SOURCE TEXT:
○ ○ ○ ○

I always take a gander over to the rats when I pop in which isn't often.
They had a hairless boy in there he was so tiny and malnourished but I just couldn't take him, the risk and room. My 11 boys are a bonded group too.


----------



## CRL (Jan 3, 2012)

i couldnt help myself his nose was sticking out so i had to stroke it. couldnt reach to kiss it  im seriously tempted, im the kind to go out spontanisly and buy them. i have a group of 10, 9, 5, 4 and a lone boy


----------



## Claireglynn (Dec 9, 2011)

Hi,

Would you be a little gutted if you went back and they were gone, if yes then i would get them, if no then i would think about it for a few days.

I have 4 females now and 2 of them were from [email protected] adoptions and are the most friendly rats i've ever owned (i've had 38 now in total).
I was against getting rats from there then i saw these 2 girls i left it a week, thought about them being stuck there every day, went back and got them and have never regretted it.

Good luck with deciding.


----------



## thedogsmother (Aug 28, 2008)

I put no too, just because of where they would be coming from, having said that my heart rat Cookie was in the [email protected] adoption section and was ex stock, she was a total pleasure to own every second of her life, I think getting her was just like buying one from [email protected] as she wasnt really an adoption, she was just a cheap version of their 'for sale' animals. So if your heart really is saying go for them then I dont think you will be able to stop yourself.


----------



## CRL (Jan 3, 2012)

i think i would be disapointed if they were gone. they were gorgeous boys.


----------



## blade100 (Aug 24, 2009)

Pets at home are open till 8pm you know!


----------



## CRL (Jan 3, 2012)

the hubby is home right now. if i get them 2moro he wont be in till later and wont notice them. can u tell ive done this before


----------



## blade100 (Aug 24, 2009)

Lol, you remind me of me!:biggrin5:


----------



## CRL (Jan 3, 2012)

we must be the best of people then


----------



## thedogsmother (Aug 28, 2008)

CRL said:


> the hubby is home right now. if i get them 2moro he wont be in till later and wont notice them. can u tell ive done this before


Thats terrible behaviour, I would never bring an animal in without discussing it in detail with my oh and both agreeing to them arriving....... shut up everyone else, CRL is fairly new here, I think she might actually belive me


----------



## CRL (Jan 3, 2012)

im an expert with things like this. i even convinced him to buy me 7 rats for christmas in 2010. i bought home a 1 year old boy and intro'd him. as soon as i walked in the door he said you have a new rat and i said no this is Adurna. (the new rat was adurnas half broher so they looked the same) and he believed me. a month after that adurna died suddenly at 7 months and even after i told him adurna had died he still though kirin was adurna. he isnt the most cleverest of men. the only name he knows of my boys was cookie, but he didnt know which rat he was.


----------



## simplysardonic (Sep 1, 2009)

I put 'no', as I was thinking of the bigger picture, though I know how hard it can be to walk away.


----------



## bewitched (Jun 9, 2010)

○ ○ ○ ○

INFORMATION SHOWN:
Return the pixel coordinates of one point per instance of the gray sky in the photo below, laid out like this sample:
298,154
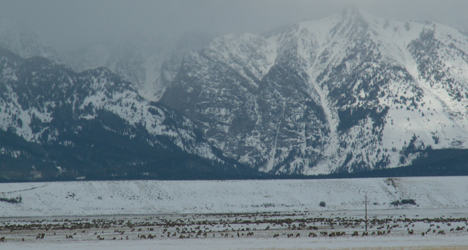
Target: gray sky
69,24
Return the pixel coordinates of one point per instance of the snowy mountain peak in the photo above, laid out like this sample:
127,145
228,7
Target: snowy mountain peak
345,93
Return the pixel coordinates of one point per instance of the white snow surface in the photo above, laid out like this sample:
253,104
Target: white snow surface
85,198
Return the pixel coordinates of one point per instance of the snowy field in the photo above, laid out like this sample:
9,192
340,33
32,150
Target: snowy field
404,213
179,197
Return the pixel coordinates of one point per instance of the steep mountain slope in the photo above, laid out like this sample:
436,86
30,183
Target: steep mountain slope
350,92
58,124
147,62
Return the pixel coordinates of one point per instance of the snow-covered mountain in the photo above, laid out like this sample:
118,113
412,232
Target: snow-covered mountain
57,123
350,92
23,41
150,63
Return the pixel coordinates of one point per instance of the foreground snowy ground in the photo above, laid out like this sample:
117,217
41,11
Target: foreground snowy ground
273,214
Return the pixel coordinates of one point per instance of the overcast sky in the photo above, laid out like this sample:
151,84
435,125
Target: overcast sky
68,24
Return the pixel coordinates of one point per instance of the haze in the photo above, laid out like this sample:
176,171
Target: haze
70,24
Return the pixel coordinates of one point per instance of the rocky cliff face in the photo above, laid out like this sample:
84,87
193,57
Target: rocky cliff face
149,63
56,123
347,93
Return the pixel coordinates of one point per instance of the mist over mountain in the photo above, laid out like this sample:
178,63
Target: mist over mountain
149,63
344,94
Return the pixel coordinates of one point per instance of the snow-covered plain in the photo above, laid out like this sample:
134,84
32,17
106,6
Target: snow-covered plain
120,211
237,196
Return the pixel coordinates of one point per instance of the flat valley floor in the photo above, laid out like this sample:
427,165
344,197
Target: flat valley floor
386,229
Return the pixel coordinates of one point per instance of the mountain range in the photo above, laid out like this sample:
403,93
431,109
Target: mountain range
344,94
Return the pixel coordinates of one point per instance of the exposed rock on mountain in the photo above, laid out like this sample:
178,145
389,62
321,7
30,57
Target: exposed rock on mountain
350,92
58,124
147,62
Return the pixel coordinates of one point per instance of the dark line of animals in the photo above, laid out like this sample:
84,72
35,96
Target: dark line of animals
265,225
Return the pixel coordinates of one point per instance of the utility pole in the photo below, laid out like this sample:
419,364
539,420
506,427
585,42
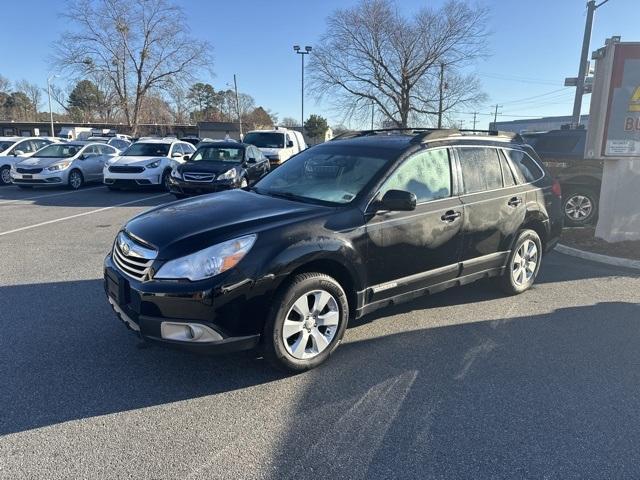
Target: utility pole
586,40
50,110
373,107
441,95
306,51
235,86
495,116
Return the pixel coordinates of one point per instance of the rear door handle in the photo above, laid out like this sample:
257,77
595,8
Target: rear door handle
450,216
514,202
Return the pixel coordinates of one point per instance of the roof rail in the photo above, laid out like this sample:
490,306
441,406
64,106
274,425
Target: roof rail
455,132
422,134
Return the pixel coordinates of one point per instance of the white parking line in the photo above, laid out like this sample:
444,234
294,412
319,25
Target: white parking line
5,202
49,222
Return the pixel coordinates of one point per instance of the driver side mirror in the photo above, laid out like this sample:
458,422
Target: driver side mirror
398,201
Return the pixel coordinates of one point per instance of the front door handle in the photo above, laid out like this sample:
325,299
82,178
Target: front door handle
450,216
514,202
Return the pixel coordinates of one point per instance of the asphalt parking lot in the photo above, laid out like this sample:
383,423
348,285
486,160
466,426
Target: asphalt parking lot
465,384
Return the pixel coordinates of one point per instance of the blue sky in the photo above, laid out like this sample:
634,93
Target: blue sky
534,45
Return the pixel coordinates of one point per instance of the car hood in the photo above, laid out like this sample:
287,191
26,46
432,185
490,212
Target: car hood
134,160
186,226
207,167
41,161
270,151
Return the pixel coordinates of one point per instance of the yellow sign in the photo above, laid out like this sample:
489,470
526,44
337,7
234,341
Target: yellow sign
634,103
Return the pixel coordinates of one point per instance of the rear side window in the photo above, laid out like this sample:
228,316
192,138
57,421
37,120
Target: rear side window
557,143
480,169
527,168
426,174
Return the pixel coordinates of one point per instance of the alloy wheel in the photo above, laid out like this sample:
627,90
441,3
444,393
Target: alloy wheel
75,180
578,208
5,175
311,324
524,263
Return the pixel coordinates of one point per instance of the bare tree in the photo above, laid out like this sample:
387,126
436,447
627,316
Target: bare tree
371,54
289,122
34,93
138,45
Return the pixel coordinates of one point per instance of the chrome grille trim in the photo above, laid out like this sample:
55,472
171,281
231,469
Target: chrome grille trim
137,262
199,177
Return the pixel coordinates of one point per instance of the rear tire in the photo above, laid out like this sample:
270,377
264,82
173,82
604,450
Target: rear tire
5,175
580,206
76,180
523,264
306,322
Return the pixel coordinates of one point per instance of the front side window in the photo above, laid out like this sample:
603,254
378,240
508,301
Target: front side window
218,154
142,149
265,139
527,168
58,150
326,175
426,174
480,169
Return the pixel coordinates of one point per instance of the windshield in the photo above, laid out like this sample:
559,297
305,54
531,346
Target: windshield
5,145
58,150
265,139
323,174
218,154
147,150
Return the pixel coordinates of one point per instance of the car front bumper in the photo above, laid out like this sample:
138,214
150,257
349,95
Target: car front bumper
148,307
180,187
146,177
43,178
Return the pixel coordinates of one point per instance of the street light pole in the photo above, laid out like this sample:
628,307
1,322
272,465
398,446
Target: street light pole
235,86
306,51
50,110
586,39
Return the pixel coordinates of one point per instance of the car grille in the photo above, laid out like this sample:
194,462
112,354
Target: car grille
125,169
132,258
198,177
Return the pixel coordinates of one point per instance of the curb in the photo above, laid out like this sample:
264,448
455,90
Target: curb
599,258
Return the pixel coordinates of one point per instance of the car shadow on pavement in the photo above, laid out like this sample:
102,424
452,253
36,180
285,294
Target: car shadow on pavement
88,196
65,356
545,396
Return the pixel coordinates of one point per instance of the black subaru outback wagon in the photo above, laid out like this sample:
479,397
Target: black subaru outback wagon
337,231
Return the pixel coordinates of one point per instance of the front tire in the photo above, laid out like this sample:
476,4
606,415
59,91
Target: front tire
306,323
580,206
523,264
5,175
75,180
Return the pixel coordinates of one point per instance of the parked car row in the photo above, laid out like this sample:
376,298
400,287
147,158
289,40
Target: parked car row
175,165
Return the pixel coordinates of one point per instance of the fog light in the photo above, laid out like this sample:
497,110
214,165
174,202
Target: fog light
188,332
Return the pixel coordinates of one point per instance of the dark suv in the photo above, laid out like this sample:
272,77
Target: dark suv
562,151
337,231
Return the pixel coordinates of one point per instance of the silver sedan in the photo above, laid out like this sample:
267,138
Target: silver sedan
63,164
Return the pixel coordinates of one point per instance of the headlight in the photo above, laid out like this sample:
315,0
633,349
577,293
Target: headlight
58,166
208,262
228,175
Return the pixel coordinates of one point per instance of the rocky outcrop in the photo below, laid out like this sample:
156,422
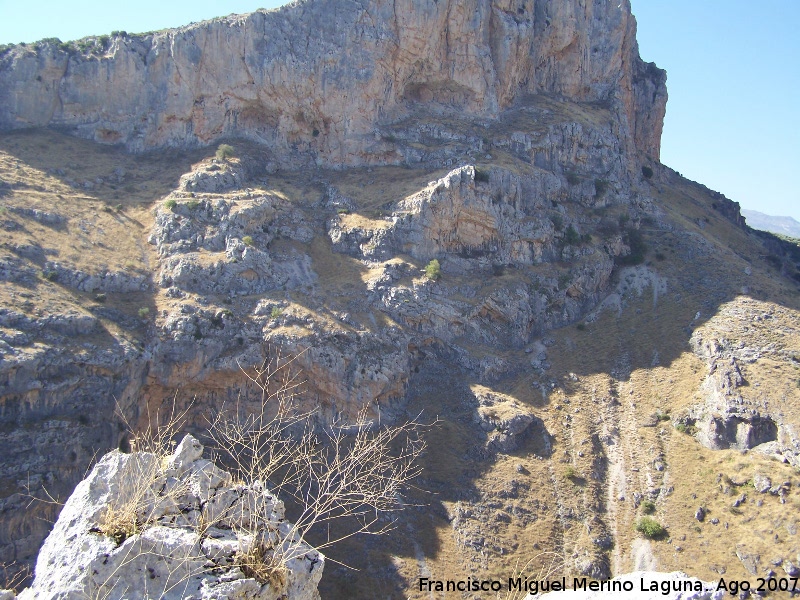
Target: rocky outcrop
145,526
233,76
644,585
726,419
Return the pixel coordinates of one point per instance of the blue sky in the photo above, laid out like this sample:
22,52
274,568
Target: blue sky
733,117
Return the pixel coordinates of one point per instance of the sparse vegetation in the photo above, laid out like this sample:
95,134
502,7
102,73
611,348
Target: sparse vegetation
650,528
648,507
635,241
433,270
224,152
600,187
571,236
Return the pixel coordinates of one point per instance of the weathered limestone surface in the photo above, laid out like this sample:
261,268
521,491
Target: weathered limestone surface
193,524
669,586
320,76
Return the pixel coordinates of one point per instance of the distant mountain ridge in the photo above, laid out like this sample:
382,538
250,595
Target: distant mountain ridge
782,225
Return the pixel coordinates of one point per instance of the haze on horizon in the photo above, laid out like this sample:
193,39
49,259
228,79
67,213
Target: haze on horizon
731,123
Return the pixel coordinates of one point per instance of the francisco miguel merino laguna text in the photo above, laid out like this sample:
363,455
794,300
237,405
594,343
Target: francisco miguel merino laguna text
535,586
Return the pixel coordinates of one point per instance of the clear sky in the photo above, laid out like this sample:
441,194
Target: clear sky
733,116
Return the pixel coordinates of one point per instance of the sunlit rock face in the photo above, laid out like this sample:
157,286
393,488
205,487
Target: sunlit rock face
319,76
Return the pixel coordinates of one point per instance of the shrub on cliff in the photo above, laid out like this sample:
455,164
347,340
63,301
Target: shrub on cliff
433,270
224,152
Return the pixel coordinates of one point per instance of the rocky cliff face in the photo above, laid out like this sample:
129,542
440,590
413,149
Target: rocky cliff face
296,78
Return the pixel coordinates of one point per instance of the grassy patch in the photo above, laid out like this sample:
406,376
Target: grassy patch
433,270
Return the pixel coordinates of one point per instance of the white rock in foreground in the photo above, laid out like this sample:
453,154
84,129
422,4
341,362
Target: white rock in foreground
193,526
671,586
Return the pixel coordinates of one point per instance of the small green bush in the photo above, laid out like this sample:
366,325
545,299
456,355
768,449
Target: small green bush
650,528
224,152
433,270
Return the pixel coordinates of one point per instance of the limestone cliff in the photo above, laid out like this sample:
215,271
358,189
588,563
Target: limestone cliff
514,144
321,76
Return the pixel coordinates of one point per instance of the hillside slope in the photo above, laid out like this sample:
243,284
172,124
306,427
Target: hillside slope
603,338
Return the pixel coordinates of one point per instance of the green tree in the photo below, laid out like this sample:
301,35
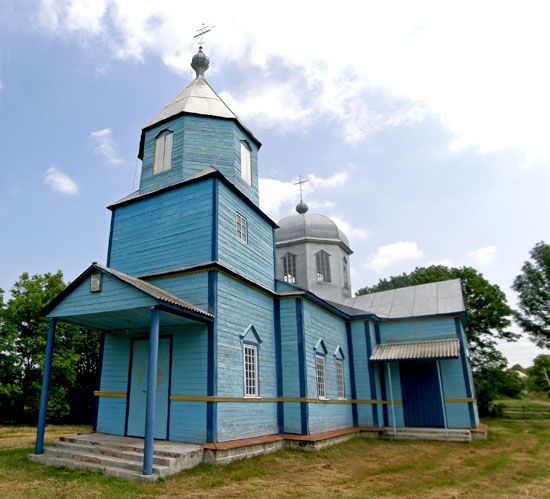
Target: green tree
488,311
533,289
493,383
23,335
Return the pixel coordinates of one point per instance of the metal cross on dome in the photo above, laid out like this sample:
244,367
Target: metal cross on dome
300,182
202,31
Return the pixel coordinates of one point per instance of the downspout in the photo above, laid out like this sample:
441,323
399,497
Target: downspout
391,401
442,400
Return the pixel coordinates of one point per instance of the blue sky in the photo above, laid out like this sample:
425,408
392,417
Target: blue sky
423,130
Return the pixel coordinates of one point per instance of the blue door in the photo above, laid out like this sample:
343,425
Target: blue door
421,394
138,389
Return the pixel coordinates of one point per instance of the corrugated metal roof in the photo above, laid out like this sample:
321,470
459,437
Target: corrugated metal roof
434,349
444,297
151,290
198,98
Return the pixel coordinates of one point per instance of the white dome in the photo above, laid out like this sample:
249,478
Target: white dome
306,226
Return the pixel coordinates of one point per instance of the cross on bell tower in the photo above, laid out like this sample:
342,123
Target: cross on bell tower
201,32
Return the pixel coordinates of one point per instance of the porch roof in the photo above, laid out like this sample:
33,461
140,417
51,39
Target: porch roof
123,302
434,349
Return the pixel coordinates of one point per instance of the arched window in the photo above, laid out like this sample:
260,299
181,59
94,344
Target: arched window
246,163
345,269
289,268
163,152
322,260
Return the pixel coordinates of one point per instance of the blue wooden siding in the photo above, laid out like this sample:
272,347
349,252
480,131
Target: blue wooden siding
290,374
192,288
452,376
200,142
114,378
240,306
393,392
189,365
114,295
319,324
253,259
425,329
164,232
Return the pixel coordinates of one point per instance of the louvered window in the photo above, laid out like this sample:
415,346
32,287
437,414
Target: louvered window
242,228
320,368
289,268
250,371
322,260
163,152
345,270
340,379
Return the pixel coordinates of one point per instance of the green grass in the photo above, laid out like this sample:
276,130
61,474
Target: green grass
512,462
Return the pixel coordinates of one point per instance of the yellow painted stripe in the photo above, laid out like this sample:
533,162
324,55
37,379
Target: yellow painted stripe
119,395
199,398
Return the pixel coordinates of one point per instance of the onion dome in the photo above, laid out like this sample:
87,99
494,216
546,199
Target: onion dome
200,63
310,227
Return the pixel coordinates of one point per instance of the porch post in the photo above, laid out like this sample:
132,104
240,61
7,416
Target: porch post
442,400
41,427
391,399
151,393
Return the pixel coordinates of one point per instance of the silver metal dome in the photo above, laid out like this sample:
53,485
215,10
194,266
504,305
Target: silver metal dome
312,227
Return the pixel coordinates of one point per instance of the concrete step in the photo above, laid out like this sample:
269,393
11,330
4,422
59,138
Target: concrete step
119,456
108,470
130,455
102,460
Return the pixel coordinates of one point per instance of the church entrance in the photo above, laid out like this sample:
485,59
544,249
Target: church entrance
421,394
137,402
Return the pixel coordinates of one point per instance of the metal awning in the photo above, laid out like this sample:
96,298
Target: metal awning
435,349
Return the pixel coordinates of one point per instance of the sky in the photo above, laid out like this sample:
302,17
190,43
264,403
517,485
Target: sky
422,127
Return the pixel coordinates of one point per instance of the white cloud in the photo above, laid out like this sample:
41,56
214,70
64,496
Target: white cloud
388,255
337,180
105,146
60,181
483,256
488,88
348,229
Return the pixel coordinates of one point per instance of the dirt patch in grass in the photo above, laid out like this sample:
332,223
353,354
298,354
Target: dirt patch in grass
16,437
513,462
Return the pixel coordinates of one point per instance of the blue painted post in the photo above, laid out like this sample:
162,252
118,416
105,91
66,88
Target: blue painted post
151,393
442,400
41,428
391,400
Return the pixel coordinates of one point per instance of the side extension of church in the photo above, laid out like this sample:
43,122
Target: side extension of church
220,324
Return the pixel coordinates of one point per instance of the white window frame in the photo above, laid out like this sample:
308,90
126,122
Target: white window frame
246,162
162,157
345,269
321,376
340,379
289,268
322,267
241,227
250,371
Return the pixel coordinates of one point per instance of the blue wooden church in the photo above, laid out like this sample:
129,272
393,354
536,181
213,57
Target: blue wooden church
220,325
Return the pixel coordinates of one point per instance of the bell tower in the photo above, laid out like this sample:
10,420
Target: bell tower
196,131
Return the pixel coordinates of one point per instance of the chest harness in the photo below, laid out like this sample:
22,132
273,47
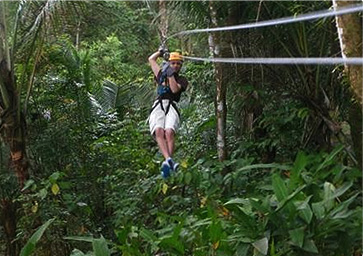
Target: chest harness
164,93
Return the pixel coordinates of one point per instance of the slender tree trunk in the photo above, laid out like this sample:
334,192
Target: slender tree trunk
163,25
350,36
8,222
349,28
220,104
12,127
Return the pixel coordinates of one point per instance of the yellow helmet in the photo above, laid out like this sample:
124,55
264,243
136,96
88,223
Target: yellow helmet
176,56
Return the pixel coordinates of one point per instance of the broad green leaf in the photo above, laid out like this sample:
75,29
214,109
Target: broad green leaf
287,200
77,252
242,249
265,166
27,184
165,188
297,236
187,178
310,246
55,189
261,245
318,210
79,238
237,201
329,190
279,187
343,206
43,193
54,177
100,247
29,247
299,165
341,190
330,157
306,214
215,231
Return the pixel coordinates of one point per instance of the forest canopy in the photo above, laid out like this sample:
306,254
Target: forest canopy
270,155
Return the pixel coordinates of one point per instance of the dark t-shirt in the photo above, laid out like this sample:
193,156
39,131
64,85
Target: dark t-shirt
180,80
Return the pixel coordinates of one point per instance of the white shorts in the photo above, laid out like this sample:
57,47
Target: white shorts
158,119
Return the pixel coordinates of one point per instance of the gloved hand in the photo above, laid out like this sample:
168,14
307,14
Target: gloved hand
169,71
164,52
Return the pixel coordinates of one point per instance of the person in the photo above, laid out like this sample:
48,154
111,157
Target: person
164,118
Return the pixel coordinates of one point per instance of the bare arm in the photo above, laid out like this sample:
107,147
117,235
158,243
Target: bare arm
154,65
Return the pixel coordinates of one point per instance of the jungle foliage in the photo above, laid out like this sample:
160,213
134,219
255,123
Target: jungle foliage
292,182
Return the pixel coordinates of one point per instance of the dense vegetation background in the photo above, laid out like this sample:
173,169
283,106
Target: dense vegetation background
86,181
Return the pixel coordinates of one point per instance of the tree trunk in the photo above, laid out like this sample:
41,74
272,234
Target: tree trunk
350,37
220,104
8,222
12,126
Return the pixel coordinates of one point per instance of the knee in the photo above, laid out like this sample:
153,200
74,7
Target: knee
159,133
169,134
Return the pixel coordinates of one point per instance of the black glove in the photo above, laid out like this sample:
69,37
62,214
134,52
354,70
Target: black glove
163,49
169,71
164,52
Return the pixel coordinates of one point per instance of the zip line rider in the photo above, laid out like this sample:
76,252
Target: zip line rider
164,116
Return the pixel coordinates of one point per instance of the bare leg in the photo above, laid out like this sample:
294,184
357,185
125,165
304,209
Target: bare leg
162,143
170,140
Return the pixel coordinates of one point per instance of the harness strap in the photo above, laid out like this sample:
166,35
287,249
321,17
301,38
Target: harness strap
167,108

○ ○ ○ ○

ACTIONS TO TAKE:
1 – In the rat forum thread, how many rats has Claireglynn owned in total?
2 – List the sizes of the rat groups that CRL says she has in the rat forum thread.
The lines aren't needed for either task.

ANSWERS PER TASK:
1 – 38

2 – 10, 9, 5, 4, and a lone boy (1)